103 Mass. 297 | Mass. | 1869
The executor of the will of Lucius M. Sargent prays the direction of this court, sitting in equity, as to the constrnction and effect of the following clause in the will:
“ I will and direct that twenty bonds of the United States, of one thousand dollars each, now in my possession, be sold, as soon as may be after my decease, and the avails paid over to the Massachusetts Hospital Life Insurance Company, in trust to pay the interest thereof annually to Letitia S. Sargent, wife of Lucius M. Sargent, Junior, during her natural life, and the principal at her death to his children, share and share alike.”
Lucius M. Sargent, Jr., died before the testator; and his widow and children are the defendants in this suit.
The testator died, and his will was proved, in Jnne 1867. A demand was afterwards made, and on the 9th of November 1867 a bill was filed, in behalf of his widow, claiming these bonds as her property; and that bill, after a full hearing, was dismissed on the 23d of September 1869, upon the ground that the bonds were the property of the testator. Dunn v. Sargent, 101 Mass. 336.
The bonds had coupons attached, for three per cent, interest each, payable in gold semiannually, on the first days of May and November. The executor from time to time collected, and has retained in his hands, the amount of the interest on the coupons which fell due on the first day of November 1867,
The manifest intention of the testator was, that this fund should be kept apart from the residue of his estate, for the purpose of securing an annuity for his son’s widow during her life, and a provision for their children after her death ; and that the manner of carrying out this purpose should be by forthwith converting the bonds into an investment with the trust company named in the will.
The delay in making the sale of the bonds and investment of the proceeds was not contemplated by the testator, nor owing to any fault of the executor or the beneficiaries, but was rendered necessary by an adverse claim to the whole fund, and by the suit brought to assert that claim, pending which the executor could not safely proceed to invest the fund according to the will, because, if the adverse claim should prevail, the fund would be ascertained not to have been subject to the disposal of the testator.
In the case of a bequest of a residue in trust to be sold as soon as may be and invested in a particular kind of security, and the income paid to one person for life, and then the principal to others, without any direction that such investment shall include intervening income by way of accumulation, it is now, after much variety and conflict of opinion, well settled in England, that the tenant for life is entitled to income from the death of the testator; that the conversion from one form of security to another, if not made sooner, is to be taken as if made at the end of one year from the testator’s death ; and that the tenant for life is to receive the income computed accordingly from that time, and the income of the actual investment for the first year, if in public funds or such other securities as a trustee might lawfully invest in. Angerstein v. Martin, Turn. & Russ. 232. Hewitt v Morris, Ib. 241. 2 Spence Eq. 558-568. Macpherson v. Macpherson, 1 Macq. 243, 249-252. Brown v. Gellatly, Law Rep 2 Ch. 751.

- DATA SHOWN -

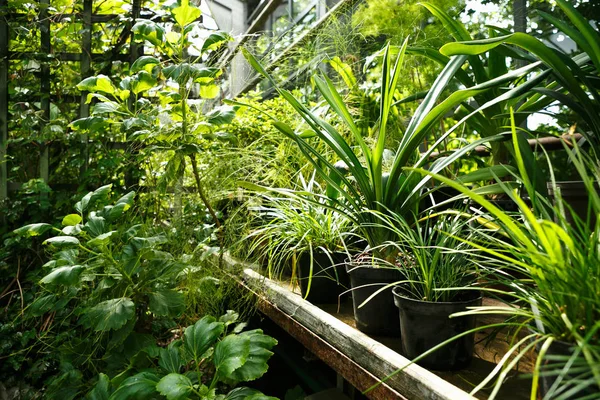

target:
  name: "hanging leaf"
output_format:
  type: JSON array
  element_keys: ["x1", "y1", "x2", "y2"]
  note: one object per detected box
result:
[
  {"x1": 109, "y1": 372, "x2": 159, "y2": 400},
  {"x1": 220, "y1": 329, "x2": 277, "y2": 382},
  {"x1": 62, "y1": 214, "x2": 83, "y2": 226},
  {"x1": 77, "y1": 75, "x2": 117, "y2": 95},
  {"x1": 44, "y1": 236, "x2": 79, "y2": 247},
  {"x1": 131, "y1": 56, "x2": 160, "y2": 73},
  {"x1": 183, "y1": 316, "x2": 225, "y2": 362},
  {"x1": 85, "y1": 297, "x2": 135, "y2": 331},
  {"x1": 171, "y1": 0, "x2": 202, "y2": 27},
  {"x1": 13, "y1": 223, "x2": 52, "y2": 237},
  {"x1": 85, "y1": 373, "x2": 110, "y2": 400},
  {"x1": 149, "y1": 289, "x2": 185, "y2": 317},
  {"x1": 40, "y1": 265, "x2": 85, "y2": 286},
  {"x1": 158, "y1": 341, "x2": 181, "y2": 373},
  {"x1": 131, "y1": 20, "x2": 165, "y2": 47}
]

- TASKS -
- 1) Answer these questions about the 1869 court opinion on the Sargent will, each on its own line marked (a), (b), and (c):
(a) How many United States bonds does the will clause cover, and what is the value of each?
(b) On what date was the bill filed for the widow dismissed?
(c) At what rate did each bond coupon pay interest, and on which days was it payable?
- 2) Continue the 1869 court opinion on the Sargent will from its last sentence.

- TASK-BY-TASK OUTPUTS -
- 1)
(a) Twenty bonds of one thousand dollars each.
(b) The 23d of September 1869.
(c) Three per cent, payable in gold semiannually on the first days of May and November.

- 2)
The securities in which the testator left the trust fund invested, as well as those into which he directed it to be converted, would produce a safe and regular income in money, and were such as a trustee might lawfully invest in, unless controlled by express directions. The income received by the executor before the conversion was equivalent to an interest of six per cent, on the principal, and payable in money. The case, as presented to the court, shows no such difference in kind or amount of income upon the two forms of investment, as should prevent the income thus actually received by the executor from being paid to the tenant for life.
The coupons or dividends on the bonds of the United States were made payable by law at certain times; and the whole of each belonged to the person entitled to the income at the time-when it fell due, without apportionment. Pearly v. Smith, 3 Atk. 260. Wilson v. Harman, 2 Ves. Sen. 672; S. C. Ambl. 279. Wiggin v. Swett, 6 Met. 194.
The effect of the application of the general rules of law to this case is in harmony with those prescribed in the Gen. Sts. c. 97, §§ 23, 24, by which it is declared that, when an annuity or the income of any fund is bequeathed to or in trust for a person for life or until the happening of a contingent event, he shall be entitled to the same from the death of the testator, unless otherwise provided in the will, or required for the payment of debts
The result is, that the amount of the four coupons, received by the executor while he held the bonds — deducting, of course, the reasonable expenses of this suit, including the costs of all parties, taxed as between solicitor and client — is to be paid to Letitia S. Sargent. Decree accordingly.